Go through the records, and copy each line in which the string "diver" is present.

**** Input material

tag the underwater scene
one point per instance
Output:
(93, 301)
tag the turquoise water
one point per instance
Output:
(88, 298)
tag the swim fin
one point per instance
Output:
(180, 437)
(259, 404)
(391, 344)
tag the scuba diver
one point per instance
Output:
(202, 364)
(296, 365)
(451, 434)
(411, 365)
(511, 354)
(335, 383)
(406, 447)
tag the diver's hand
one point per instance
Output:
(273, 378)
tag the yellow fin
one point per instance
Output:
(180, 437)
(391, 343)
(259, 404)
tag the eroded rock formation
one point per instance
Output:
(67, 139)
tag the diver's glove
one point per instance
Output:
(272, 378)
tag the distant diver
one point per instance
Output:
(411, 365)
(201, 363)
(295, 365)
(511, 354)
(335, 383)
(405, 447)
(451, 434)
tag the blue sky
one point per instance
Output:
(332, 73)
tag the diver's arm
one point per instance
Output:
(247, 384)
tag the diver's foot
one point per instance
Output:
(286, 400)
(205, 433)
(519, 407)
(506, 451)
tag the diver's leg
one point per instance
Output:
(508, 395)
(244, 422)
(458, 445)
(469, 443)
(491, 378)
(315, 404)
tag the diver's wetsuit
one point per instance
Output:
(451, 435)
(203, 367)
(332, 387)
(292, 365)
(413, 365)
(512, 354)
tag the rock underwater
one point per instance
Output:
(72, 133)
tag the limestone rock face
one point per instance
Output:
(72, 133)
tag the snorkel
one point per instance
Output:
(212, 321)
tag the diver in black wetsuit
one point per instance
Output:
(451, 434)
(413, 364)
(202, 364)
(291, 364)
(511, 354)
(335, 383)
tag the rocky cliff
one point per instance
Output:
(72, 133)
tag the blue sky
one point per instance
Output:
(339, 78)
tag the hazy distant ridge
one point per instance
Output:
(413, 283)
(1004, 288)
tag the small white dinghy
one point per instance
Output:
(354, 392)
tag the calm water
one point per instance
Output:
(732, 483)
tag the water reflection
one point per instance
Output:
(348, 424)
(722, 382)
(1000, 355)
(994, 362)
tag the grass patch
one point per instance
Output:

********

Exercise response
tag the scuba diver
tag the diver's hand
tag the diver's glove
tag the distant diver
tag the diver's arm
tag the diver's foot
tag the diver's leg
tag the diver's wetsuit
tag the diver in black wetsuit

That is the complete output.